[Image object location records]
----------

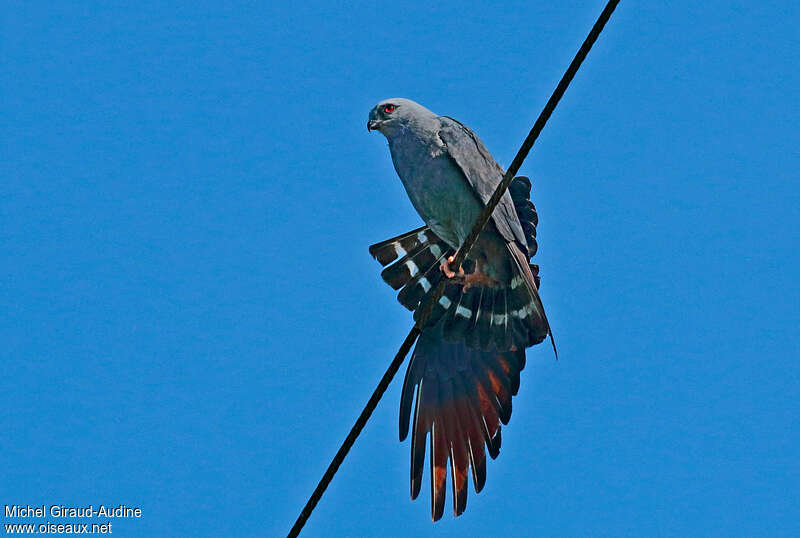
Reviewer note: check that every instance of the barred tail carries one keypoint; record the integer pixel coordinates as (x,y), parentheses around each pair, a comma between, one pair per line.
(463,395)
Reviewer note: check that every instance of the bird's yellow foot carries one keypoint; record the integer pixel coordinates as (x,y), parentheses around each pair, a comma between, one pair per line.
(449,273)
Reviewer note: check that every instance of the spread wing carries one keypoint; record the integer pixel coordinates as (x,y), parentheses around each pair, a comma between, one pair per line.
(483,173)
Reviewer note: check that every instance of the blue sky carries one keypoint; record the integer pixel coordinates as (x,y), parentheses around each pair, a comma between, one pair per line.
(191,320)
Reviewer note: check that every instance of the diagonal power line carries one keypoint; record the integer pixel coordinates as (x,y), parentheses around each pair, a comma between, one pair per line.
(458,260)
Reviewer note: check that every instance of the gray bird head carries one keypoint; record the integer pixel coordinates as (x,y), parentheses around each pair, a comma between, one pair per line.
(393,116)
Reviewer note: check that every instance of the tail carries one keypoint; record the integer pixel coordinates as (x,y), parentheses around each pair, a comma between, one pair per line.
(463,395)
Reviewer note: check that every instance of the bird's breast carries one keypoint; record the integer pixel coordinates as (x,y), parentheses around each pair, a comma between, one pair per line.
(437,188)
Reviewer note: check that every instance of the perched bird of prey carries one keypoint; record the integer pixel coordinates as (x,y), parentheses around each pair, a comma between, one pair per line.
(466,364)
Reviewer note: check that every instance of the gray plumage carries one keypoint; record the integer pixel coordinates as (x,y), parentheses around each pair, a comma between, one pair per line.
(465,367)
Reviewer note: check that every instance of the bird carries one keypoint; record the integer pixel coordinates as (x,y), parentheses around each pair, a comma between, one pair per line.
(466,363)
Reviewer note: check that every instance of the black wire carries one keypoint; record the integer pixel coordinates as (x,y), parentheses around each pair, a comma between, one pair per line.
(458,260)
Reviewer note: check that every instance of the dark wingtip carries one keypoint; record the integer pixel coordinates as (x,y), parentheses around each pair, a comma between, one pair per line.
(552,341)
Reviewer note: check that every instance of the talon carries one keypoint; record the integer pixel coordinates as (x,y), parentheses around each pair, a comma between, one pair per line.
(449,273)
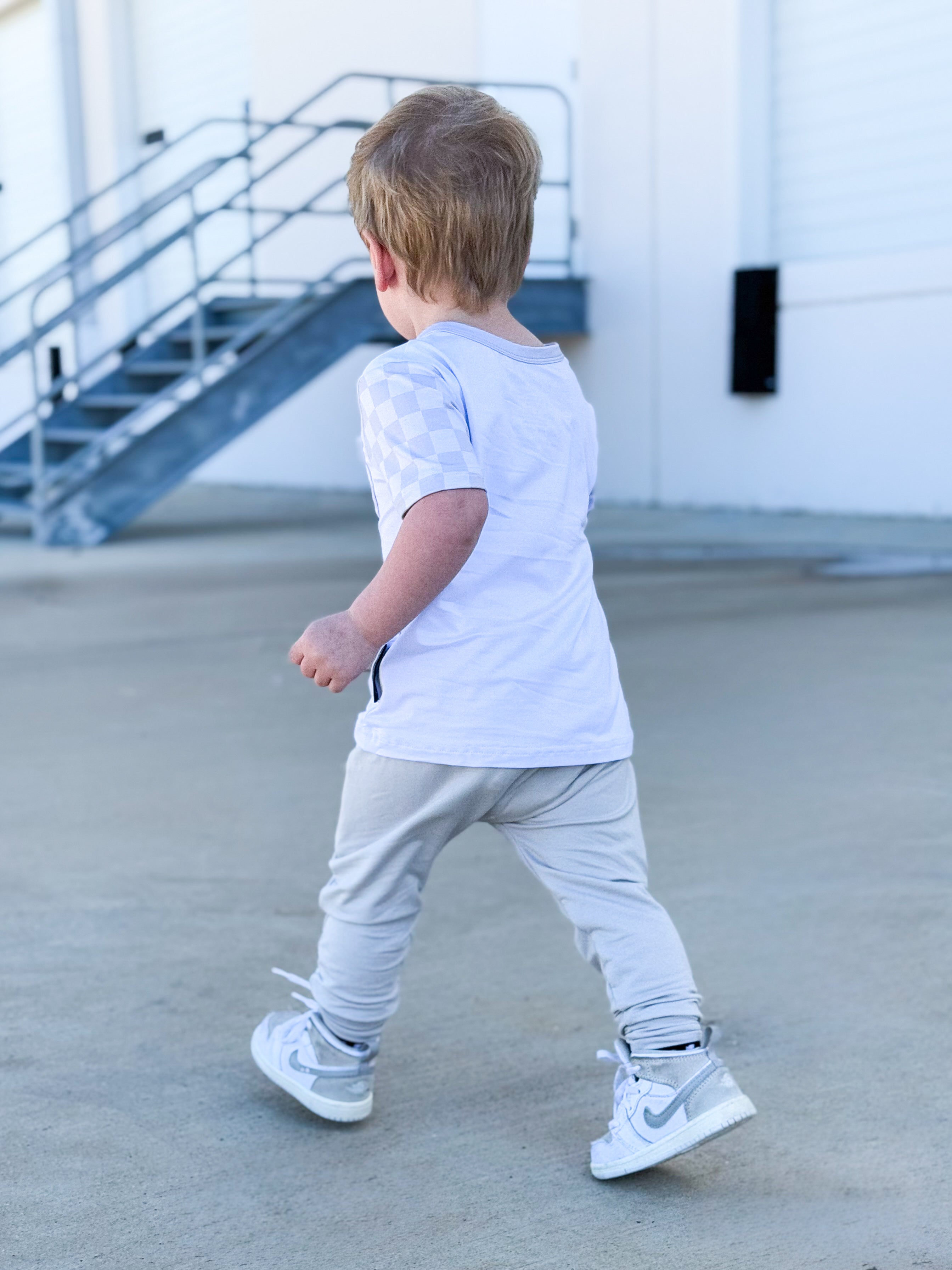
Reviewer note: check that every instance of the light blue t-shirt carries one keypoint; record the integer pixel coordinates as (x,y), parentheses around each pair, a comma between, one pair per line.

----------

• REQUIREMENTS
Rewrite the lines of the records above as a numbered list, leaving out any blank lines and the pictures.

• RESPONSE TO THE TASK
1. Reviewer note: check that every instance of the barred tail carries one keypoint; record the integer pixel coordinates as (x,y), parentheses around each pair, a comma between, one pair per line.
2. (463,395)
3. Reviewer note: check that every instance of the bird's yellow foot carries one keypoint; record the integer pixel coordinates as (x,y), parentheses around each pair, a comma between, one pair per line.
4. (449,273)
5. Reviewer note: check that every instance of the spread wing carries one keypoint; record the integer pixel coordinates as (x,y), parentheses around each pair, a comma between, one pair per line.
6. (483,173)
7. Reviewer note: check that every instance of the blue sky carries one keypoint; record the integer pixel coordinates as (x,y), parentheses around each pair, a comma between, one pair per line.
8. (191,320)
9. Reviewer note: check that every instance of the diagonal power line carries one keypoint; record the integer pixel coordinates as (x,y), parentheses around each pair, a comma between, one pair per line.
10. (458,260)
11. Reviewer note: check that every instance of the gray bird head carries one keypoint; record the integer pixel coordinates as (x,y), parentheses around each pair, a comma between, one pair per line.
12. (393,116)
13. Reviewer note: check that every instance of the tail carries one keypoint; record the integer pixel coordinates as (x,y), parentheses around each pair, a comma between, one pair per line.
14. (463,395)
15. Reviewer note: check that every instance of the bird's breast carries one keypoint; record the integer pixel coordinates as (x,y), parentheses around each pair, a comma between, one pair per line.
16. (437,188)
17. Reviewer note: check that every instance of the perched bird of prey carries one keypoint; record the integer pixel coordinates as (x,y), parentheses around each pair, a comma between, one pair per line.
18. (466,364)
19. Reviewer note: check that every instance of the gray plumage carries one keypoint; record the integer pixel coordinates as (x,y), parentheses around each pair, a comma between, one pair per line.
20. (465,367)
21. Reviewer note: check that every instance of the bird carries one keypoint; record the integer pixel coordinates as (x,y), parentheses around each pair, a comma between, one pair per line.
22. (466,363)
23. Reviewer note: check that every instance of the black wire carries one keypoint; record the integer pixel coordinates as (x,y), parentheses around each pair, a comma between, one pair per line.
24. (458,260)
25. Reviewer note: check that every instance of the dark wingtip carries one keypoint; record the integer pixel coordinates as (x,y), parentheses around each pair, a comma between, one pair per line.
26. (552,341)
27. Reviewer note: check that every instance of the talon carries one keypoint; record the integer pixel coordinates as (x,y), parentheses around each pair, a comma between, one pair per line.
28. (449,273)
29. Reviewer note: check that every instance of the light blue t-shirt carries one keypoint; record the integer pixel coordinates as (x,y), parentheses around each pair, a comma between, one pair per line.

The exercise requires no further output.